#### Source records
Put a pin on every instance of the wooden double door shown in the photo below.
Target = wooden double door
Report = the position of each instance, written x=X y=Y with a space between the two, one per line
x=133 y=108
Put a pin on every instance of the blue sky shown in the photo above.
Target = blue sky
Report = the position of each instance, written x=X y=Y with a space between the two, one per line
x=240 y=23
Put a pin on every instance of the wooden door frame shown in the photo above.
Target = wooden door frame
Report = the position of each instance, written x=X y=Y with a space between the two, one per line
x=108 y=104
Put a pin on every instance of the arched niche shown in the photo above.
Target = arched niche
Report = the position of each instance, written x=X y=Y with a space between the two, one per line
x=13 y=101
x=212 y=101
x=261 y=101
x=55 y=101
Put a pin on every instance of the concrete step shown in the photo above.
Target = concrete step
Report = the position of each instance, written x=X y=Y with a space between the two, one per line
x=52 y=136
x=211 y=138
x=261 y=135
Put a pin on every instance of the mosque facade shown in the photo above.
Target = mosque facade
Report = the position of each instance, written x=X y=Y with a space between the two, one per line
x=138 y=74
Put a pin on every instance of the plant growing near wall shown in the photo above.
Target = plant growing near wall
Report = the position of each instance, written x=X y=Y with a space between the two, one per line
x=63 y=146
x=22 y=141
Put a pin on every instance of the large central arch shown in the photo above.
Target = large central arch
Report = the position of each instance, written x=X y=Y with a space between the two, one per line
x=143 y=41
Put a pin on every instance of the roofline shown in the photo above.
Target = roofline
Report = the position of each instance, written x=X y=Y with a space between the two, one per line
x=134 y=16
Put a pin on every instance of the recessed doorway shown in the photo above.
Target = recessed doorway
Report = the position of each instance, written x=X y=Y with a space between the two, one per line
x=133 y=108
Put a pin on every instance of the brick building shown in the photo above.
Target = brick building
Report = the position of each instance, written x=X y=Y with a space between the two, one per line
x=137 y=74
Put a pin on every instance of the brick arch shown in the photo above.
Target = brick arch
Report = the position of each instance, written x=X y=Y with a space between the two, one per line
########
▸ **Exercise objective**
If a line falls between the first line of the records and the line containing "Target = blue sky", inclusive, repeat it exactly; leave out all others.

▸ **Response**
Put a pin on every instance of the wooden double door shown in the photo below.
Target = wooden double door
Report = the position of each instance, written x=X y=Y with a space between the two, one per line
x=133 y=108
Put a pin on every instance of the blue sky shown in the photo above.
Target = blue sky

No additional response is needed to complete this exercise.